Start Supplied information

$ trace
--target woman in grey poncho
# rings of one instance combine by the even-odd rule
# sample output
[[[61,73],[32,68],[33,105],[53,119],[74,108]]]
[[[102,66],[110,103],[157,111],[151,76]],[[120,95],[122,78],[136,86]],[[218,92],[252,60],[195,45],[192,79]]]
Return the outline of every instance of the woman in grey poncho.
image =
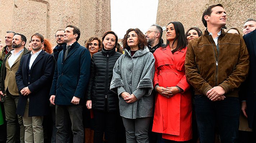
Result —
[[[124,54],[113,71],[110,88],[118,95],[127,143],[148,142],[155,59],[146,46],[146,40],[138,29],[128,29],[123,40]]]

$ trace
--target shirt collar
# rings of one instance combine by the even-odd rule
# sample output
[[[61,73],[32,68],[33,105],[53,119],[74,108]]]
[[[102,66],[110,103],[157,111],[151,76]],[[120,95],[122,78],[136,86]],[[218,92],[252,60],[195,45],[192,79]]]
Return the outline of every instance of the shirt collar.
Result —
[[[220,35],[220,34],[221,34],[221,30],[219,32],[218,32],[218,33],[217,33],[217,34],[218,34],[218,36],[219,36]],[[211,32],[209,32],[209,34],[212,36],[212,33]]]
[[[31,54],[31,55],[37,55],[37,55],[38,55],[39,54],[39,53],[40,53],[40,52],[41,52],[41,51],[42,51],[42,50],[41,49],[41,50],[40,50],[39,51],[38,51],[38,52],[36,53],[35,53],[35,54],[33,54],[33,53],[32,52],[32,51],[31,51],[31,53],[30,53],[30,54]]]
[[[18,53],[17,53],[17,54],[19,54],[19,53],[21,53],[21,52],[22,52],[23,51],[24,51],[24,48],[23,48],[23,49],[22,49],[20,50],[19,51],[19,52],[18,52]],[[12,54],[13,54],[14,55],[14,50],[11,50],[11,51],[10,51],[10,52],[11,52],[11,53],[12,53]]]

End Supplied information
Start Supplied information

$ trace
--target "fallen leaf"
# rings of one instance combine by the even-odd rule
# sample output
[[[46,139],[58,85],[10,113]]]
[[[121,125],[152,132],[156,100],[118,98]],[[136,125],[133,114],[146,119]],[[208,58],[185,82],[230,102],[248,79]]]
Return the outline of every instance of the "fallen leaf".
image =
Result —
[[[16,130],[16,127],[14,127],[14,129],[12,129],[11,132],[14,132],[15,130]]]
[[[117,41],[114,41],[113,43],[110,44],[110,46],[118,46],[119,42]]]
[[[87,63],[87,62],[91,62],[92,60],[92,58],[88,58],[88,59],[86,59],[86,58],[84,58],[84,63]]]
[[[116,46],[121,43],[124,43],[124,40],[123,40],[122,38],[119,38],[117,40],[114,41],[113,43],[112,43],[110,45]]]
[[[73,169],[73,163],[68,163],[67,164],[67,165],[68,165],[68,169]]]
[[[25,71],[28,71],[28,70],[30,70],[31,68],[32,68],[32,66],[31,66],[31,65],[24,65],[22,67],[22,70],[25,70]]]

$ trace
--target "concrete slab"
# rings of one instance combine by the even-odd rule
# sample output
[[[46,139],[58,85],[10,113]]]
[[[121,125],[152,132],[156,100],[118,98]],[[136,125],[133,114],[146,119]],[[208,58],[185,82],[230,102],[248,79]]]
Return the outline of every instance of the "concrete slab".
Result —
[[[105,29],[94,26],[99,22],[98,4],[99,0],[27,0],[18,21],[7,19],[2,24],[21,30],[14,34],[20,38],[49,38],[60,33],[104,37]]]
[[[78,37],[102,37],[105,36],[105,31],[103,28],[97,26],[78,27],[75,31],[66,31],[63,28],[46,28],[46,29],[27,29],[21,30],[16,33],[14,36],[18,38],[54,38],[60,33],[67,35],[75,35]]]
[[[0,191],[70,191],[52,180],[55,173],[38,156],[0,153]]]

End Supplied information

▶ [Requirement]:
Pick out each line of the data above that contains the word "Return" and copy those lines.

▶ [Written response]:
Return the outline of every instance of the woman in grey poncho.
Return the outline of every instance of the shirt collar.
Return the outline of every instance of the "fallen leaf".
Return the outline of every instance of the "concrete slab".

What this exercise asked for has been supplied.